> **Problem requirements**
Starting at the row that contains "Can you find the yellow orchid" and ending at the last row, rewrite the rows as a two-column CSV with the headers text and answer. Give one CSV line per row, put each field in quotes, and turn any line breaks into spaces.

-- start --

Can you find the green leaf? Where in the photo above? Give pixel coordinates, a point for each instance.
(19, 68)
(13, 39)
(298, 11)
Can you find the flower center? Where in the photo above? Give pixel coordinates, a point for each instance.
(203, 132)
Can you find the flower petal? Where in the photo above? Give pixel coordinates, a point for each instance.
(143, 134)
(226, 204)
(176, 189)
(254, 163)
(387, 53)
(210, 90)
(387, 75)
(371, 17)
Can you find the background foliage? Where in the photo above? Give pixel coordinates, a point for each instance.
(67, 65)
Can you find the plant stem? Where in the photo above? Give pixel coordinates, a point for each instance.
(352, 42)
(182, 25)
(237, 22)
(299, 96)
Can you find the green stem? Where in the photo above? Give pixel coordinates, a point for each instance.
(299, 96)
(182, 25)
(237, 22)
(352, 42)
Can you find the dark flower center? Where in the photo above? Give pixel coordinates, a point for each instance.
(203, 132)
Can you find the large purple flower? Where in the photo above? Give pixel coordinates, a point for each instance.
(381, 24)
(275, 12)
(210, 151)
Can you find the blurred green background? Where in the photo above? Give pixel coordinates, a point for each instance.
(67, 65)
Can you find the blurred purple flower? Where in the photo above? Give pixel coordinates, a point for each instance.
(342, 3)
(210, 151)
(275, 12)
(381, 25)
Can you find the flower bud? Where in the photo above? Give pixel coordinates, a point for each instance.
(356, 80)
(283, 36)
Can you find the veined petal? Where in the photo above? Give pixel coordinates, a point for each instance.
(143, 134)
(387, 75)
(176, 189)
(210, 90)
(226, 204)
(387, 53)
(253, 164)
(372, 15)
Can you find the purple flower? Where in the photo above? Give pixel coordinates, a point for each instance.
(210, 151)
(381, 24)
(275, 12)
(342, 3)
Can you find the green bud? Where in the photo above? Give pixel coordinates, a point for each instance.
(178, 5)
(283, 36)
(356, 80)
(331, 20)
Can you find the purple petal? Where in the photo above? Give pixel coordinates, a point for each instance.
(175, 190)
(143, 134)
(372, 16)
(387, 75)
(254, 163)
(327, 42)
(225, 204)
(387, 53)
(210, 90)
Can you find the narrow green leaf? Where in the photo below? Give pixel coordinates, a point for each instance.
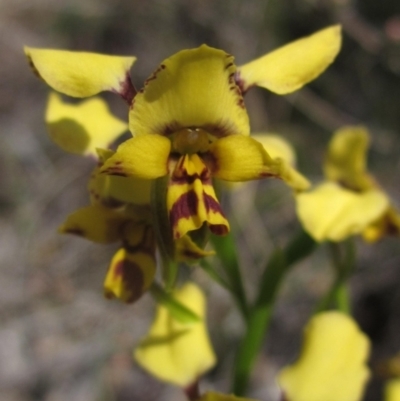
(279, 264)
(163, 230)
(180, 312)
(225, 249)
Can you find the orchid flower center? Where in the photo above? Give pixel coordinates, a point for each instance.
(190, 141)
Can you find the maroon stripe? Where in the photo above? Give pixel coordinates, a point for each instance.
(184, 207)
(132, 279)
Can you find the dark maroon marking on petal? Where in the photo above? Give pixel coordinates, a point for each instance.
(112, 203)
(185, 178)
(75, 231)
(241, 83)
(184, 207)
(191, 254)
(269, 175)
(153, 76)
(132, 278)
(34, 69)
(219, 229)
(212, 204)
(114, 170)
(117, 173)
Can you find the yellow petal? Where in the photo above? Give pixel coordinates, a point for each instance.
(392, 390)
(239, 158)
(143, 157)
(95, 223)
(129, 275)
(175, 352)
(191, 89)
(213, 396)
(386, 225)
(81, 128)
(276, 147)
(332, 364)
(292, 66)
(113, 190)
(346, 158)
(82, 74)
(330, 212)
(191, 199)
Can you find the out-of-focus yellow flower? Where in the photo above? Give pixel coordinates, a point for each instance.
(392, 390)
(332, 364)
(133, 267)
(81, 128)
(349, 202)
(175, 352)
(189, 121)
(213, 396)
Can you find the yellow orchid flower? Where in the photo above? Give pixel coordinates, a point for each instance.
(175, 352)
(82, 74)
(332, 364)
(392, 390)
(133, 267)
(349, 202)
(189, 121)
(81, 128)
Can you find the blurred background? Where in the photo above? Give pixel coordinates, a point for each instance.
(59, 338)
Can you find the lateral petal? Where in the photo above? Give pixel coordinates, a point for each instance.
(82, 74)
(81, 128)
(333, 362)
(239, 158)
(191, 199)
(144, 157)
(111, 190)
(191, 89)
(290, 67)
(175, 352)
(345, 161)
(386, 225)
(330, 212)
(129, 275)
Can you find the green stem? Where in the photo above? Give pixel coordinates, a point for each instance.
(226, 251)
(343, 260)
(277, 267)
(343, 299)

-- end --

> **Finished task**
text,answer
"Can you find the yellow orchid flower? Where in the photo above? Give pixel coordinates, a point for each instance.","(175, 352) (82, 74) (332, 364) (392, 390) (133, 267) (349, 202) (189, 121) (81, 128)"
"Can you find the blurred background? Where in the photo above? Give pixel coordinates, a point for each instance.","(59, 338)"
"Can you find the lateral petal? Where in the photo above? Give pixel coordinates, a point for each instance.","(82, 74) (81, 128) (333, 362) (239, 158) (191, 199) (144, 157) (111, 190) (191, 89) (290, 67) (175, 352) (345, 161) (386, 225) (330, 212) (129, 275)"
"Can you find the green stem? Where in the photo above? Give pixel coordinates, a point for each instance.","(226, 251) (343, 260) (277, 267) (343, 299)"